----- DATA SUPPLIED -----
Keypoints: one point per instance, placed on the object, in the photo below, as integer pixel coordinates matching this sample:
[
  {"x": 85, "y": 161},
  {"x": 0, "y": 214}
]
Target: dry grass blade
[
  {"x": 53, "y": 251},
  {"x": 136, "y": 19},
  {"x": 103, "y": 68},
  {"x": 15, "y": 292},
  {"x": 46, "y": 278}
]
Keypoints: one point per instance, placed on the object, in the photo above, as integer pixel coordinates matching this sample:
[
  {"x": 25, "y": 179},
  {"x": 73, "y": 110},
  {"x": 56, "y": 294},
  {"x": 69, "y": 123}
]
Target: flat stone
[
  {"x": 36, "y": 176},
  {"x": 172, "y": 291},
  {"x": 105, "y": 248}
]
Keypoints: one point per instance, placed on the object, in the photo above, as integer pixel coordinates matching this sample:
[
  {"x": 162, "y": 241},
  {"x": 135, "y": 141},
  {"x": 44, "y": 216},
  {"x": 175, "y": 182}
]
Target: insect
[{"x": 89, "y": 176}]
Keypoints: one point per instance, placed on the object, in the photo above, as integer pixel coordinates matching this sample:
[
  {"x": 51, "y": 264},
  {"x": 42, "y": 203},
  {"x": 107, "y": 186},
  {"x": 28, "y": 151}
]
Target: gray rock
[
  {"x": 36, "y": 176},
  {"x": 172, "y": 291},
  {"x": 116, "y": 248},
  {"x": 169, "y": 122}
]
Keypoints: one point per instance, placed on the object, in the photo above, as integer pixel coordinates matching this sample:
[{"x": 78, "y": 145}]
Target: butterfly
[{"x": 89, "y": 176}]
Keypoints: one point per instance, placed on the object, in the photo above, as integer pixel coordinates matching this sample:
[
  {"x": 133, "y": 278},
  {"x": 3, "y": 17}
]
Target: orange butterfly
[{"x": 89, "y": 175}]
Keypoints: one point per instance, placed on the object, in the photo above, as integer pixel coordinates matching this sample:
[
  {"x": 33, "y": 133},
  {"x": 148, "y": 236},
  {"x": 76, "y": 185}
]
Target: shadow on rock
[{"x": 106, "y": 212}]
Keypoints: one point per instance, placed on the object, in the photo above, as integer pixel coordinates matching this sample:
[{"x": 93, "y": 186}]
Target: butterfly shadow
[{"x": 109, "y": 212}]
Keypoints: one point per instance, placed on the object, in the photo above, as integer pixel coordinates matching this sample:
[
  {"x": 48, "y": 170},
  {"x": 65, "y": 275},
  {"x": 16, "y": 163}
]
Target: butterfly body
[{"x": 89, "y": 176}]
-----
- _EXERCISE REQUIREMENTS_:
Each record above should be repeated exactly as it appears.

- _FINISHED ANSWER_:
Keypoints: one point per instance, placed on the object, in the photo below, as integer pixel coordinates matching this sample:
[
  {"x": 85, "y": 161},
  {"x": 0, "y": 214}
]
Target: dry grass blade
[
  {"x": 53, "y": 251},
  {"x": 136, "y": 19},
  {"x": 103, "y": 68},
  {"x": 15, "y": 292},
  {"x": 46, "y": 278}
]
Keypoints: one point per instance, placed on the object, in the photo above, as integer pixel coordinates matching this sample:
[
  {"x": 25, "y": 179},
  {"x": 73, "y": 110},
  {"x": 56, "y": 294},
  {"x": 69, "y": 123}
]
Target: flat stone
[
  {"x": 36, "y": 176},
  {"x": 172, "y": 291},
  {"x": 105, "y": 248}
]
Keypoints: one point per instance, placed on the object, in the photo above, as integer pixel coordinates matching this sample:
[
  {"x": 162, "y": 241},
  {"x": 135, "y": 141},
  {"x": 44, "y": 216},
  {"x": 175, "y": 182}
]
Target: insect
[{"x": 89, "y": 176}]
Keypoints: one point per instance, placed on the object, in the photo above, as integer pixel coordinates matching this sample:
[
  {"x": 51, "y": 264},
  {"x": 42, "y": 203},
  {"x": 107, "y": 186},
  {"x": 28, "y": 151}
]
Target: gray rock
[
  {"x": 36, "y": 176},
  {"x": 172, "y": 291},
  {"x": 116, "y": 248},
  {"x": 169, "y": 122}
]
Keypoints: one point per instance, placed on the object, in the photo above, as integer pixel coordinates matching this sample:
[{"x": 78, "y": 145}]
Target: butterfly
[{"x": 89, "y": 176}]
Keypoints: one point per instance, placed on the object, in the photo above, as integer pixel coordinates matching this sample:
[
  {"x": 133, "y": 278},
  {"x": 3, "y": 17}
]
Target: orange butterfly
[{"x": 89, "y": 175}]
Keypoints: one point per instance, placed on the object, in the photo above, as integer pixel coordinates matching this sample:
[
  {"x": 33, "y": 133},
  {"x": 148, "y": 236},
  {"x": 76, "y": 185}
]
Target: shadow on rock
[{"x": 106, "y": 212}]
Keypoints: one point per instance, placed on the object, in the photo above, as integer pixel coordinates matching this sample:
[{"x": 93, "y": 186}]
Target: butterfly shadow
[{"x": 109, "y": 212}]
Keypoints: one point per instance, placed on the object, in the photo above, as integer pixel coordinates matching this sample:
[
  {"x": 48, "y": 170},
  {"x": 65, "y": 275},
  {"x": 16, "y": 163}
]
Target: butterfly body
[{"x": 89, "y": 176}]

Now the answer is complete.